PAGE EXCERPT ▸
Confessions of a Hypochondriac

Here I am typing away on my keyboard, just after returning from oral surgery.  I will spare you the details, other than to say that I’m getting a tooth implant.  The dentist offered to put me out for the procedure, but I declined, just knowing that if I ever went under the anesthesia, I might never, never wake up–and I’m not ready for the long sleep as yet.  So I endured the grinding with eyes wide open, checking my blood pressure on the monitor to make sure I wasn’t flipping out.  (My blood pressure actually reads on the low side, generally, as it did again today.)  My face is numb, and I’m a little groggy from the “oral sedation.”

The first “attack” I had of hypochondria was when I was 19 and in college.  I thought I had throat cancer–or something terrible, at any rate, gnawing at my throat.  But after finding nothing, my family doctor sent me to a specialist, who examined me and said in a disgusted voice, “I find no disease here.”  He told me to forget about the throat problem and it would go away.  Which it did.

But my tendency to think that I am going to be struck dead by some horrible disease has stayed with me.  I’ve tried to make friends with my hypochondria, to kid around with it. (Joke: how do you know if your a hypochondriac?   When you think you’re dying of three different diseases in the same week,)

Of course, being a minister has contributed to my hypochondria.  Just as medical students think they have contracted every deadly disease they study, ministers see a lot of people die, too.  I recently got a call from a woman who lost her 48-year-old husband in a work-related accident.  I regularly had congregants come down with various cancers, and some didn’t survive long after diagnosis.  There are bicycle accidents that kill and maim.  There are losses on Mount Hood.  There are sudden strokes.  I know life is fragile–I’ve seen it be snatched away all too soon, all too often.

I think my hypochondria comes from early emotional trauma, for I was separated from my mother several times before I was 2, when she had mental breakdowns.  I have never learned that the world is a safe place, I’ve always feared that the worst will happen.  For example, when I cross a city street, I typically think, “I could get run over, oh so easily, and be dead.”  So I’m super-cautious.

The problem is complex and multi-faceted–first of all, there is the needless fear that hypochondriacs endure,  and then the real illnesses that are caused by rhe related stress.  And of course hypochondriacs really do fall ill, but they never know, for example, if those heart palpitations are caused by fear or a heart attack.  We don’t want to appear silly, and we don’t want to keep showing up at the doctor’s office unnecessarily.  And so we become confused about our bodies–is this or that pain “real” or is it just a psychic phenomenon?  Either way, of course, the pain is real.  It’s just that the treatment is different, according to the cause.

REQUIRED WORK ▸ Copy the essay on hypochondria between "The problem is" and "to the cause.", inclusive, swapping "palpitations" for "flutters". The records aren't needed for this.

INPUT DATA ▸
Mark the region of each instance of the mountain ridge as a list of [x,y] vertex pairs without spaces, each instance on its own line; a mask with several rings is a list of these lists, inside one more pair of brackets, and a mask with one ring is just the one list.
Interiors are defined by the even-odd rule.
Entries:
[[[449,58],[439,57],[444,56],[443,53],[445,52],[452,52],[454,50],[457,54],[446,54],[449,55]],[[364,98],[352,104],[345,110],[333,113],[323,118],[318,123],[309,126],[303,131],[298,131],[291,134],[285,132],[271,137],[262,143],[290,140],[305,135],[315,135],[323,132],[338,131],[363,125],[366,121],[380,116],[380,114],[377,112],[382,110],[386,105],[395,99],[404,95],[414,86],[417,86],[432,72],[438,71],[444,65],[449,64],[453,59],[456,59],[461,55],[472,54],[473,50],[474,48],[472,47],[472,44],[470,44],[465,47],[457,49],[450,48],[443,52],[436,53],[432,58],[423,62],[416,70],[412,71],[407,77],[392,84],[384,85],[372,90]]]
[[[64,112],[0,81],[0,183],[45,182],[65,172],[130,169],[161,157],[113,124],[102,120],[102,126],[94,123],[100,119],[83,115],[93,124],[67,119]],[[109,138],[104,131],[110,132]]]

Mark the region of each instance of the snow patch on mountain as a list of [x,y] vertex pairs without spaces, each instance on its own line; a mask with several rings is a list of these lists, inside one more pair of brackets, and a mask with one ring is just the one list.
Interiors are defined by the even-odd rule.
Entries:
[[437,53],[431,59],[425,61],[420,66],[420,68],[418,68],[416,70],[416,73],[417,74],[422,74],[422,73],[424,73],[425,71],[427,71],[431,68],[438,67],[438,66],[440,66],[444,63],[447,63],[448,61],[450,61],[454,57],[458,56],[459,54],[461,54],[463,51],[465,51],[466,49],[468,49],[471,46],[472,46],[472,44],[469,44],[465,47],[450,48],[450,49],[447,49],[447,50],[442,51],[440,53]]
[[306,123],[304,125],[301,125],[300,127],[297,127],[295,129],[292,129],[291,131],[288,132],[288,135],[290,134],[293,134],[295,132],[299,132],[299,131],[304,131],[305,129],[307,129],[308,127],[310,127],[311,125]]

WRITTEN REPLY ▸
The problem is complex and multi-faceted–first of all, there is the needless fear that hypochondriacs endure,  and then the real illnesses that are caused by rhe related stress.  And of course hypochondriacs really do fall ill, but they never know, for example, if those heart flutters are caused by fear or a heart attack.  We don’t want to appear silly, and we don’t want to keep showing up at the doctor’s office unnecessarily.  And so we become confused about our bodies–is this or that pain “real” or is it just a psychic phenomenon?  Either way, of course, the pain is real.  It’s just that the treatment is different, according to the cause.